▸ Extracted material:
....

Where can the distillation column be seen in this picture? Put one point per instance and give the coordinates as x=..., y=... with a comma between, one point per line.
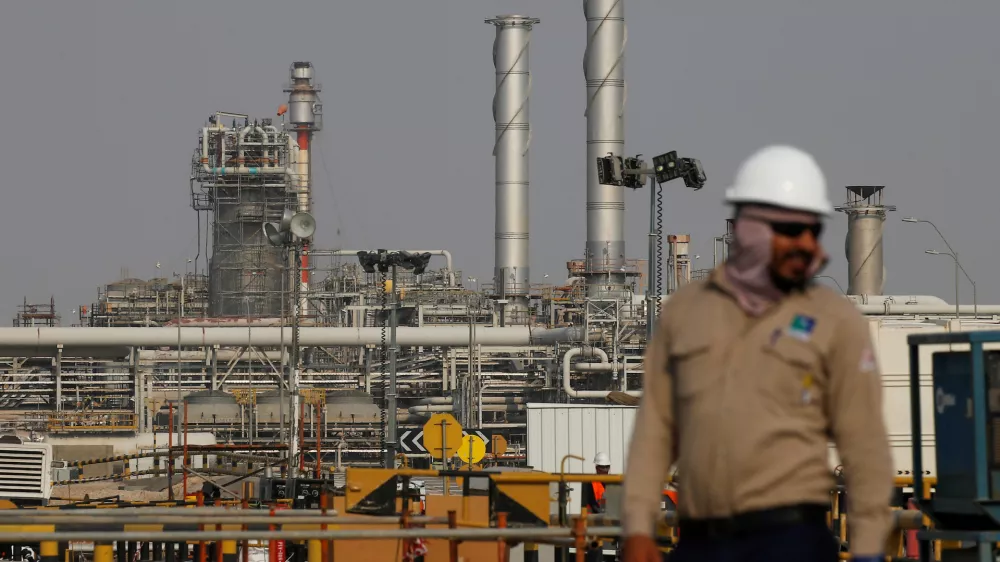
x=604, y=71
x=511, y=272
x=305, y=114
x=865, y=220
x=680, y=261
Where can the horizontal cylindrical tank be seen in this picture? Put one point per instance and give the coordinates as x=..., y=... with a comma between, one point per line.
x=351, y=406
x=209, y=405
x=203, y=406
x=272, y=407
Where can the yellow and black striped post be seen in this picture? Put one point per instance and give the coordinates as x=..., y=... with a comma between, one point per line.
x=49, y=551
x=103, y=552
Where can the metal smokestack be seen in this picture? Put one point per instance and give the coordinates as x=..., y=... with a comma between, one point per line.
x=604, y=71
x=511, y=273
x=865, y=220
x=305, y=114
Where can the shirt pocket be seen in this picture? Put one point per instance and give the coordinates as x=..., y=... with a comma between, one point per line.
x=793, y=374
x=693, y=365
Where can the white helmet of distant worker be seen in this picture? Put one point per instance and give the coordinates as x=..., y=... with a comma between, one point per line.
x=782, y=176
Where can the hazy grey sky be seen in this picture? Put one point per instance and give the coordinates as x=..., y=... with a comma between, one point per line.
x=104, y=100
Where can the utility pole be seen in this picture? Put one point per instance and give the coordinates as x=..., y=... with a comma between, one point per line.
x=384, y=261
x=390, y=393
x=631, y=172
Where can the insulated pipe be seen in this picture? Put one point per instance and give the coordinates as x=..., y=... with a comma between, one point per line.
x=437, y=408
x=431, y=336
x=512, y=133
x=445, y=253
x=439, y=400
x=568, y=367
x=604, y=73
x=224, y=355
x=234, y=170
x=895, y=309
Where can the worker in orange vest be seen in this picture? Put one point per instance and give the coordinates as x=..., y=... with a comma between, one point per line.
x=593, y=492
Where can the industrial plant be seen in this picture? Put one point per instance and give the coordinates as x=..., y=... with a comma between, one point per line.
x=269, y=350
x=388, y=337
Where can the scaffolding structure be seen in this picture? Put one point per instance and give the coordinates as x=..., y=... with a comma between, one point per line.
x=36, y=315
x=242, y=175
x=156, y=302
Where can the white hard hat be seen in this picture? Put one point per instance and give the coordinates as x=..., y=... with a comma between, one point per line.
x=783, y=176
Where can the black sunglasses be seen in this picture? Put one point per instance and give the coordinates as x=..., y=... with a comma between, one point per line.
x=795, y=229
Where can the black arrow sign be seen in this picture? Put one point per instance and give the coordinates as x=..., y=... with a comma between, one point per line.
x=411, y=441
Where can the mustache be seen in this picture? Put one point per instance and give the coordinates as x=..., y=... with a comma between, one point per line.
x=807, y=257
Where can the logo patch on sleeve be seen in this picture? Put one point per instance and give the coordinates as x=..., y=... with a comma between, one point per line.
x=802, y=327
x=868, y=363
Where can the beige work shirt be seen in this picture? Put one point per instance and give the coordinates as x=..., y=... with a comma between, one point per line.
x=746, y=407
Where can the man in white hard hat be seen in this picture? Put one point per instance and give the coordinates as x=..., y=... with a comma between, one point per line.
x=750, y=373
x=593, y=492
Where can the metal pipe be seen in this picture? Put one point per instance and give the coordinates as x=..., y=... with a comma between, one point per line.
x=604, y=73
x=568, y=367
x=891, y=309
x=434, y=408
x=486, y=400
x=428, y=336
x=445, y=253
x=512, y=142
x=464, y=534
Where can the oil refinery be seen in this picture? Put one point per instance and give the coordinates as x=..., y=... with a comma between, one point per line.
x=273, y=357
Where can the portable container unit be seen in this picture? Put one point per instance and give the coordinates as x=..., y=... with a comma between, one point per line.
x=557, y=430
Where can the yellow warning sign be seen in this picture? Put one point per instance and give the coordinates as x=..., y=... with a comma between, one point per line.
x=498, y=445
x=473, y=449
x=442, y=433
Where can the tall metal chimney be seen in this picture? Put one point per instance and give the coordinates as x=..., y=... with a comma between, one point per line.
x=865, y=218
x=604, y=71
x=305, y=114
x=511, y=272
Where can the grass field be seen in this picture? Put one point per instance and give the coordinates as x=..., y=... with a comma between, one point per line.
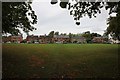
x=60, y=60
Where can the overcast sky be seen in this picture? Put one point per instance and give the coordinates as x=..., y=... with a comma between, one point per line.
x=54, y=18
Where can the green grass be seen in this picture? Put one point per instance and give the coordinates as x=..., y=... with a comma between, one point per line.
x=60, y=61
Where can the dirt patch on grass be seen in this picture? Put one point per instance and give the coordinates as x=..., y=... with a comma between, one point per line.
x=35, y=61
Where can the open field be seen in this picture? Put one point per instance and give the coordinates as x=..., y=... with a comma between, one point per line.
x=60, y=60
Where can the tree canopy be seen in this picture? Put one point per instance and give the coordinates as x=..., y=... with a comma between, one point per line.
x=81, y=8
x=16, y=16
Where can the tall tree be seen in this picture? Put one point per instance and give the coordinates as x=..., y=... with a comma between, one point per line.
x=114, y=27
x=16, y=16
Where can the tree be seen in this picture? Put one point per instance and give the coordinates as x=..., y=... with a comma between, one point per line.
x=16, y=16
x=82, y=8
x=114, y=27
x=56, y=33
x=87, y=35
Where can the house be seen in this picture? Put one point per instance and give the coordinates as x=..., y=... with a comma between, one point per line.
x=32, y=39
x=44, y=39
x=5, y=39
x=114, y=41
x=100, y=40
x=78, y=39
x=14, y=39
x=60, y=39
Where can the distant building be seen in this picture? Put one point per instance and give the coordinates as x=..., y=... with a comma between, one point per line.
x=13, y=39
x=44, y=39
x=32, y=39
x=61, y=39
x=114, y=41
x=78, y=39
x=100, y=40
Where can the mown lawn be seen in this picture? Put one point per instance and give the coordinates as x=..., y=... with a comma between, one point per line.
x=60, y=60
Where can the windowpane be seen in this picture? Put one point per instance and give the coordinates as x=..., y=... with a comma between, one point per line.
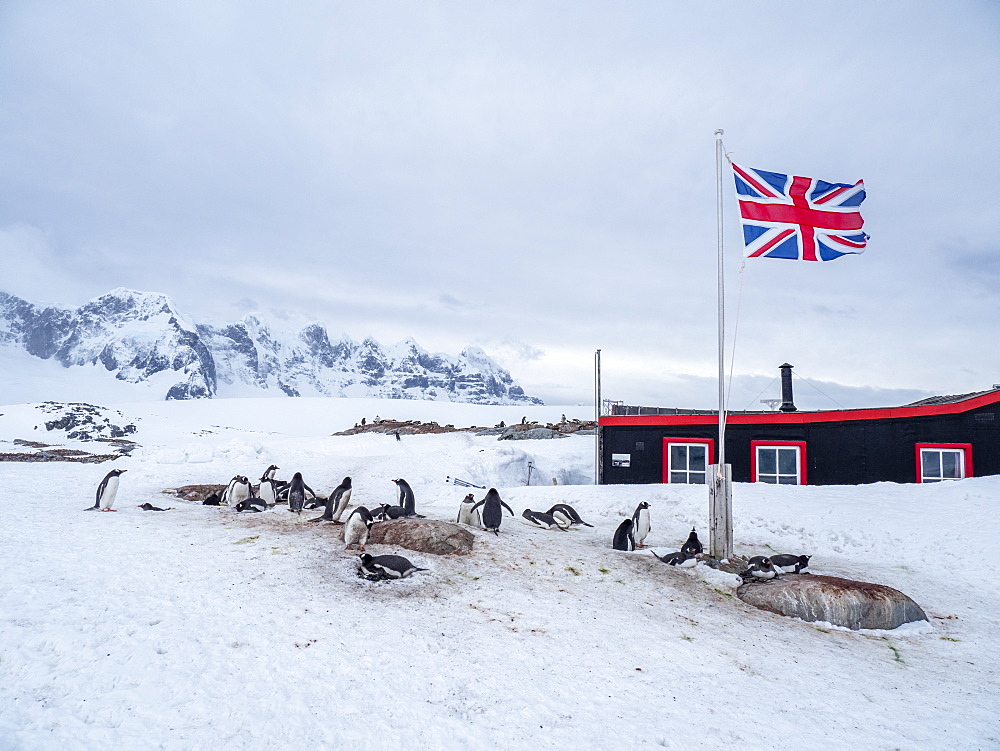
x=787, y=462
x=678, y=456
x=930, y=462
x=697, y=457
x=951, y=465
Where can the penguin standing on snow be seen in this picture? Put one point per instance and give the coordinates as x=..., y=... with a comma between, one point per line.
x=692, y=545
x=336, y=504
x=540, y=519
x=493, y=507
x=760, y=567
x=466, y=515
x=107, y=491
x=386, y=567
x=359, y=524
x=268, y=491
x=624, y=539
x=297, y=493
x=640, y=524
x=406, y=500
x=790, y=564
x=566, y=515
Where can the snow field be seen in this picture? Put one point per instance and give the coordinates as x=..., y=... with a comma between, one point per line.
x=199, y=627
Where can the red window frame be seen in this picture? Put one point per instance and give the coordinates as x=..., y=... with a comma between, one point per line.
x=965, y=448
x=665, y=473
x=803, y=479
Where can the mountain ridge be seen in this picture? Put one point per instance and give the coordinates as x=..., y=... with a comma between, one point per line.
x=142, y=337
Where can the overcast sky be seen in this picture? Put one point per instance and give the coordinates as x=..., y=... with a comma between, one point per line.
x=535, y=178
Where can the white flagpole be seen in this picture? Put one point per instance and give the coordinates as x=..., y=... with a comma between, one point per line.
x=720, y=493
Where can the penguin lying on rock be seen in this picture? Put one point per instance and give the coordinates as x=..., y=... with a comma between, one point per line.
x=375, y=568
x=566, y=515
x=759, y=567
x=790, y=564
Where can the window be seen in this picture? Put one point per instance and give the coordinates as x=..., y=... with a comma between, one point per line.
x=778, y=462
x=937, y=462
x=686, y=460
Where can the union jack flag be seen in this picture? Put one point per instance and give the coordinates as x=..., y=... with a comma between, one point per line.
x=799, y=218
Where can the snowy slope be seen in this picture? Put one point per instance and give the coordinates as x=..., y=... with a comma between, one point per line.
x=200, y=628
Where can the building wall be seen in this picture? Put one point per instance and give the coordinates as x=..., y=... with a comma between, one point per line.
x=837, y=453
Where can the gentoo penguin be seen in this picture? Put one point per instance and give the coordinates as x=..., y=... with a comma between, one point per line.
x=336, y=504
x=268, y=491
x=492, y=511
x=385, y=512
x=624, y=539
x=224, y=497
x=358, y=525
x=677, y=559
x=760, y=567
x=406, y=500
x=566, y=515
x=240, y=491
x=466, y=515
x=252, y=504
x=640, y=524
x=693, y=545
x=386, y=567
x=540, y=519
x=297, y=493
x=790, y=564
x=107, y=491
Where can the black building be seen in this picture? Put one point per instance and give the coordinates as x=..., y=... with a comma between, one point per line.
x=940, y=438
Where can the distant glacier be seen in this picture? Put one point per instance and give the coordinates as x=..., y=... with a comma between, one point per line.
x=141, y=337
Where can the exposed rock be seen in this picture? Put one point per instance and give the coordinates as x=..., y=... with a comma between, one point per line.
x=423, y=535
x=842, y=602
x=513, y=434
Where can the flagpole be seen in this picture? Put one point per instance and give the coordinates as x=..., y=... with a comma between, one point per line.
x=720, y=491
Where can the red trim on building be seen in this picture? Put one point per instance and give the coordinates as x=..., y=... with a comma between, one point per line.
x=965, y=448
x=792, y=418
x=665, y=472
x=803, y=480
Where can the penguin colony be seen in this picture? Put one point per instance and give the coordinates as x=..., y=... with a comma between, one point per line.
x=631, y=533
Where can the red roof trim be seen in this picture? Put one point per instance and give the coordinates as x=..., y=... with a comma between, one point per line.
x=793, y=418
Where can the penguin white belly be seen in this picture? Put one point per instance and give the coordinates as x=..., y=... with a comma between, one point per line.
x=109, y=494
x=641, y=527
x=355, y=531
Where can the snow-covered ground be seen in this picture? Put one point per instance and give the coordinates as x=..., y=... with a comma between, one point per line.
x=202, y=628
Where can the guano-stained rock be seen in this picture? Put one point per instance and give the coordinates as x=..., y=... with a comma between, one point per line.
x=423, y=536
x=842, y=602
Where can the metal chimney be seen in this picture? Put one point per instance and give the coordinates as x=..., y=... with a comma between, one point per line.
x=787, y=405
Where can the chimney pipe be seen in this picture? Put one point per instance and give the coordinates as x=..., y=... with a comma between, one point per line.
x=787, y=405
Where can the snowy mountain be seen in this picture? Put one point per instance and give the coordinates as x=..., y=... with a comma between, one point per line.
x=141, y=338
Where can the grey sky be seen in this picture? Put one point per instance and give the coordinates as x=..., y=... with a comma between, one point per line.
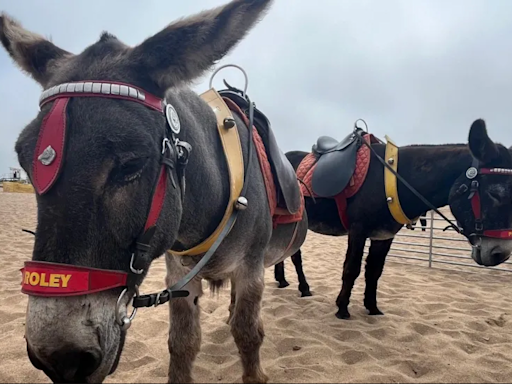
x=419, y=71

....

▸ Problem to work on: Reproduce the data starting at the line containing "Where can the shirt" and ending at the line containing "x=156, y=302", replacing "instance" with "occurrence" and leaving everything else unchanged.

▸ Exercise answer:
Where can the shirt pocket be seen in this picture? Put one point per occurrence and give the coordinates as x=..., y=... with a comma between, one point per line.
x=793, y=374
x=693, y=365
Where can the white helmet of distant worker be seen in this picture? Put one point per occurrence and give the coordinates as x=..., y=... with a comma between, one point per line.
x=782, y=176
Where can the hazy grey sky be seen in this picture? Put one point per occurrence and give the coordinates as x=..., y=... with a comma between, one point per line.
x=104, y=100
Where can the utility pole be seen in this picture? Put one point per occurrence and give the coordinates as x=..., y=... with a comma between, one point per line.
x=384, y=261
x=390, y=393
x=631, y=172
Where can the insulated pipe be seen in this picture? Put one point per occurrence and give the coordinates as x=..., y=... with a comma between, one point per line.
x=437, y=408
x=431, y=336
x=512, y=133
x=445, y=253
x=439, y=400
x=568, y=367
x=604, y=73
x=224, y=355
x=234, y=170
x=895, y=309
Where can the worker in orange vest be seen in this picture? Put one point per occurrence and give the coordinates as x=..., y=... with a comma between, one point per line.
x=593, y=492
Where can the industrial plant be seen in this picture? Put one point per occurrence and give the coordinates as x=..., y=... with a comma between, one point per line.
x=269, y=350
x=388, y=337
Where can the scaffolding structure be seen in this picture? Put one point per occurrence and give the coordinates as x=..., y=... with a comma between, one point per line.
x=36, y=315
x=242, y=175
x=156, y=302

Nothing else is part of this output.